▶ **OBJECTIVE**: Pull out every line of the records below that contains the word "hood". Treat uppercase and lowercase as different.

*-*-*

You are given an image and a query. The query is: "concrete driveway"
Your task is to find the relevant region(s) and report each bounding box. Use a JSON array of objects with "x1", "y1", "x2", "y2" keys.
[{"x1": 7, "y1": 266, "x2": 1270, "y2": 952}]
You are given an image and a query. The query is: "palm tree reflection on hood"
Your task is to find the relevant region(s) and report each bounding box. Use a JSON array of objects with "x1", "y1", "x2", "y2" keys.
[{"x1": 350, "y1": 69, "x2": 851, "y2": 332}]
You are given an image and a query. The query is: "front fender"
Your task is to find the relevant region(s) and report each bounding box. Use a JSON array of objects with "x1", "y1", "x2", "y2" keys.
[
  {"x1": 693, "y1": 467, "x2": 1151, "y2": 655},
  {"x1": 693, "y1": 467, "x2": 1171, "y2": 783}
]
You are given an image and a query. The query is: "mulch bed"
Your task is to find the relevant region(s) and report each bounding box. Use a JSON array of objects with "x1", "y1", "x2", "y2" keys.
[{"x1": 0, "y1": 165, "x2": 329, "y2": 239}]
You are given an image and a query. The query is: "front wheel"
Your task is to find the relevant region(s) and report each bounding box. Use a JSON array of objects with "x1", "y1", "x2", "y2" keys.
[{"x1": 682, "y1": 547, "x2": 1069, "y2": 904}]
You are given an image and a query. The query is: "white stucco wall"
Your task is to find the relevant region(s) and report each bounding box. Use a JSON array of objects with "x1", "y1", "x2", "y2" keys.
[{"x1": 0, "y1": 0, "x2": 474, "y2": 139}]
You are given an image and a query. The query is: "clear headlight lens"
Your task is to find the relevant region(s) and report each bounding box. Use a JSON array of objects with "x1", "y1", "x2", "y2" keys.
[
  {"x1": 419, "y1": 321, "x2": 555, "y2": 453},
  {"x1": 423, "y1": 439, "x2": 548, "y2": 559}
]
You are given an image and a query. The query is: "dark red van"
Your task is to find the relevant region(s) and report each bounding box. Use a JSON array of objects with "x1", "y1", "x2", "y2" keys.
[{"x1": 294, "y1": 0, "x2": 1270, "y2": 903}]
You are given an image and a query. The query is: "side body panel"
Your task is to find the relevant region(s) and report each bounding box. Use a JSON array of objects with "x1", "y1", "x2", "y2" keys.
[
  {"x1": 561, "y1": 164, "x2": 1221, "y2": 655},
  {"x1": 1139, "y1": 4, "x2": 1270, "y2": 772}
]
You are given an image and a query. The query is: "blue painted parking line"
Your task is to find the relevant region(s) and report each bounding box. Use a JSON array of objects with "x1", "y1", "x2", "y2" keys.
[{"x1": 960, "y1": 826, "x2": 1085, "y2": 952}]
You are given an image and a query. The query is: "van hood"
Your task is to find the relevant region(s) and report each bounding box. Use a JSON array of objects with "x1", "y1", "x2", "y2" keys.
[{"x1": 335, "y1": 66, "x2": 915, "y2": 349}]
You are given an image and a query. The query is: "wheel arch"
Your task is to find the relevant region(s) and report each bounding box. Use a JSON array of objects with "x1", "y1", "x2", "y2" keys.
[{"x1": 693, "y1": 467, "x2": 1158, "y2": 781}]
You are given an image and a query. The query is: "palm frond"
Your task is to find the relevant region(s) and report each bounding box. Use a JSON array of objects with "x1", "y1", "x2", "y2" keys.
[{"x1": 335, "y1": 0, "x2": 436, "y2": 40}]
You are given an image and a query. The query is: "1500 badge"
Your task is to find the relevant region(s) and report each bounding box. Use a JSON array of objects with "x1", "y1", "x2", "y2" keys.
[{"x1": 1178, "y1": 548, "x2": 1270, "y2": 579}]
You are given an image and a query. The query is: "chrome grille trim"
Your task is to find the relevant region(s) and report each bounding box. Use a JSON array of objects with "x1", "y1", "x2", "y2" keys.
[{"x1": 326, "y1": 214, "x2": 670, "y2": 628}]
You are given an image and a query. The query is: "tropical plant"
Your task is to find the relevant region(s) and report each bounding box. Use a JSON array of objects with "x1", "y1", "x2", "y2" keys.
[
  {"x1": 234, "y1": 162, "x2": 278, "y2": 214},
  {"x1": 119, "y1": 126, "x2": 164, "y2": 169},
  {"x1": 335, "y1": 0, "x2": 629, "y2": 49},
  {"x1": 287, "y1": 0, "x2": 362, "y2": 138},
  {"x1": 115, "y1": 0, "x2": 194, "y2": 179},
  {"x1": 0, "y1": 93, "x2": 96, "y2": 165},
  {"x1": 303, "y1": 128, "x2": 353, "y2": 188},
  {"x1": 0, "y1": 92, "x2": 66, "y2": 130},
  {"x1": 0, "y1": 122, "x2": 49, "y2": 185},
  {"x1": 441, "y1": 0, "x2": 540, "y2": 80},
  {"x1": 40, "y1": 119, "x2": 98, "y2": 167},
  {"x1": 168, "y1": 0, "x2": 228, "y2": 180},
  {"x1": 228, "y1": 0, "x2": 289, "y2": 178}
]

*-*-*

▶ **EXERCISE OUTPUT**:
You are given an image and a query. The query is: "palm tree reflection on hood"
You are given an image and a query. The query is: "van hood"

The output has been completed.